[Point labeling records]
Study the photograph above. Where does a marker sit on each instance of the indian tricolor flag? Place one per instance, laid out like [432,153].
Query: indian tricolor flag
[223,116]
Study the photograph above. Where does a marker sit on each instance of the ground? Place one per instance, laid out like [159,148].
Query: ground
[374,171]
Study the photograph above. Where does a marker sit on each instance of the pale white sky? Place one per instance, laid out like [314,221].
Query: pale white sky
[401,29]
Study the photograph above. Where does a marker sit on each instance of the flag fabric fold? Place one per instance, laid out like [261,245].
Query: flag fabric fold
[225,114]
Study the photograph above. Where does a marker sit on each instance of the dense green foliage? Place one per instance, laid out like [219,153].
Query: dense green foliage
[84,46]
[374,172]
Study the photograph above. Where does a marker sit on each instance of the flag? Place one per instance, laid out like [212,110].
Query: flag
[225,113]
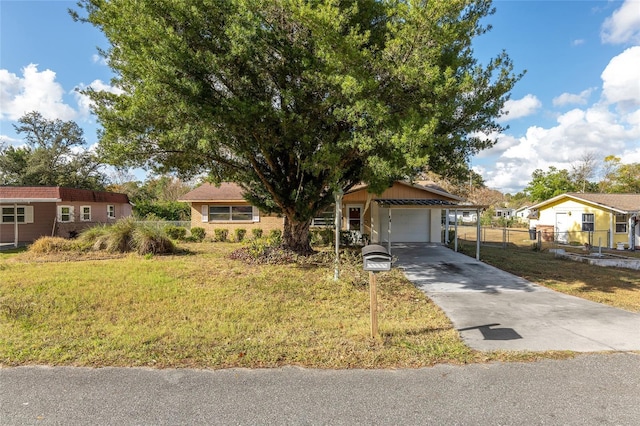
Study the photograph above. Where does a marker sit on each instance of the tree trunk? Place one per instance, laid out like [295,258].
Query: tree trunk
[296,236]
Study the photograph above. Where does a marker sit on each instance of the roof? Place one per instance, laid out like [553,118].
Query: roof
[424,186]
[226,191]
[624,203]
[54,194]
[416,202]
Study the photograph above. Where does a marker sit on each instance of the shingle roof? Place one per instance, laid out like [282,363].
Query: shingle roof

=== TASK ===
Return every one of the records above verbatim, leaving the pictures out.

=== THE SOLUTION ===
Study the photograph above. Where does a marker sit on each instance of the indian tricolor flag? Place one per instance, laid out like [432,153].
Query: indian tricolor flag
[223,116]
Study the photograph above. Where does a marker sit on each instance of the ground? Place one per instance, laid out like [159,148].
Query: ground
[374,171]
Study the photograph above. Where does a marker sit on each instance of the pale white sky? Place one per instance, laid out like [314,221].
Query: pale white sky
[401,29]
Study the photograph above. Where does a marker sit on each instance of the flag fabric fold? Place one per instance, laid out like [261,245].
Query: flag fabric fold
[225,114]
Study the photograph above. Where does a marker sit on each instance of the dense green foliage? Place one per instance, laid out like [219,153].
Query: dense green foliage
[84,46]
[374,172]
Study the photograph above. Where does a marker sit on each instance of the flag? Place one per instance, laid out like [212,110].
Query: flag
[225,113]
Study the photograph above. Where does a marker sit on each instance of the tree trunk? Place one per instance, laid out like [295,258].
Query: tree trunk
[296,236]
Study the photograph above. Where does a marker sit on each instance of the roof? Place one per instance, laid out like [553,118].
Query: roof
[424,186]
[226,191]
[624,203]
[54,194]
[416,202]
Study the photograph above. Where does a marker sit on each instance of the shingle roof? Place one per instance, laid out like [282,363].
Query: shingle roof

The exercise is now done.